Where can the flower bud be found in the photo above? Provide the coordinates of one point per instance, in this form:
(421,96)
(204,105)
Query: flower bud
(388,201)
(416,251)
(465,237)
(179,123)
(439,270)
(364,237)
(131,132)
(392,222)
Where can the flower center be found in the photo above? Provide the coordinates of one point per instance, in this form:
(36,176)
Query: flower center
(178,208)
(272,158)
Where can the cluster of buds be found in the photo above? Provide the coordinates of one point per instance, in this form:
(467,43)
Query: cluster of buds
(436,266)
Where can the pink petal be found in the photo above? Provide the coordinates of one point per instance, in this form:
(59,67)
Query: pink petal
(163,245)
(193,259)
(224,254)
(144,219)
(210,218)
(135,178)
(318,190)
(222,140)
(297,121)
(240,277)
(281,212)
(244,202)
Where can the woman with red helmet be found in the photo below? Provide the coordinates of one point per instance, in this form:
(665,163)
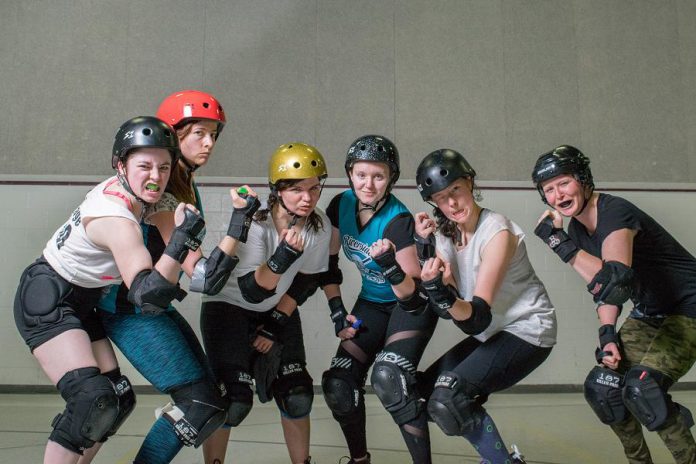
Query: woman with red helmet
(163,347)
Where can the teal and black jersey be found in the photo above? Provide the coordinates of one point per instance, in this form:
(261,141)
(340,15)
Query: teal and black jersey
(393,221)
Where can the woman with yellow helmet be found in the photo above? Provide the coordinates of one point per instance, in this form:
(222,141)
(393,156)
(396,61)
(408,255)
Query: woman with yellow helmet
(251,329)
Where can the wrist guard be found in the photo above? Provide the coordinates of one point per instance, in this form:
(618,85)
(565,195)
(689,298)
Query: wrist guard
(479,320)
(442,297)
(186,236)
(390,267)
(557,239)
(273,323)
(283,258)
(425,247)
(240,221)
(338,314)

_ _ _

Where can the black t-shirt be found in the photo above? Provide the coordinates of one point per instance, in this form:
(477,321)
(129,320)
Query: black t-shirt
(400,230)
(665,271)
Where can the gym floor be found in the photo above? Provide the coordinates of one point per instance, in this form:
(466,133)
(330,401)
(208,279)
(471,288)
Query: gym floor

_ _ _

> **Aim**
Copy the lines running from the one with "Where can the gym" to the one with "Query: gym floor", both included, word for word.

> **Solution below**
Where can the gym floor be found in the photo above? Provide the coordinates of one point per instance, in this form:
(466,133)
(330,401)
(208,279)
(471,288)
Query: gym floor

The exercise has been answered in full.